— DIRECTIONS FOR THIS TASK —
Pick out each line in the material below that contains the word "jacket", and copy those lines.

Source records

________________

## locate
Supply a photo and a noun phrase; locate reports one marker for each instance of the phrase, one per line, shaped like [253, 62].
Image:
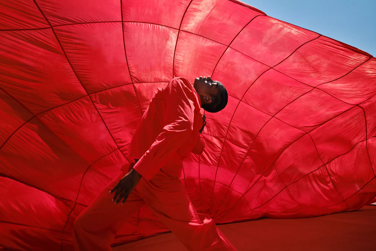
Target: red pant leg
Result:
[168, 198]
[95, 228]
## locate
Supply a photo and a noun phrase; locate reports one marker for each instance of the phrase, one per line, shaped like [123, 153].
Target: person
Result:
[168, 131]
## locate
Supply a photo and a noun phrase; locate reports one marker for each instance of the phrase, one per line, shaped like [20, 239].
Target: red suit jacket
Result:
[168, 130]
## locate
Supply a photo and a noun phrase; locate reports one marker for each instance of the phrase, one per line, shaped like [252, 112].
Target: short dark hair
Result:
[219, 102]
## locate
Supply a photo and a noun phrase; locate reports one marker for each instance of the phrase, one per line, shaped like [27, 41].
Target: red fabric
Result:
[297, 138]
[96, 227]
[168, 129]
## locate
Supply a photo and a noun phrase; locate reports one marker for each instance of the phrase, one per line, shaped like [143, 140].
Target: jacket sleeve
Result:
[178, 127]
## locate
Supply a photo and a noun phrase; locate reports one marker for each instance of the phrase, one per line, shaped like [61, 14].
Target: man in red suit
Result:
[168, 131]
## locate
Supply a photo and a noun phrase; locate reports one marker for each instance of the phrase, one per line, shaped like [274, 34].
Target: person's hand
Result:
[203, 124]
[125, 186]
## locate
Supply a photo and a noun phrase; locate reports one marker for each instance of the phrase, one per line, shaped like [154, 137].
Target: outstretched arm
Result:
[178, 128]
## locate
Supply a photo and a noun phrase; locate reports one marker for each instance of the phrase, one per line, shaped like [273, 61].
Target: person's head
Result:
[212, 93]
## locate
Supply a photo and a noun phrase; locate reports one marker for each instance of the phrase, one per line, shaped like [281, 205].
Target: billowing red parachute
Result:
[297, 139]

________________

— REPLY TO THE TASK —
Target: red suit jacket
Target: jacket sleeve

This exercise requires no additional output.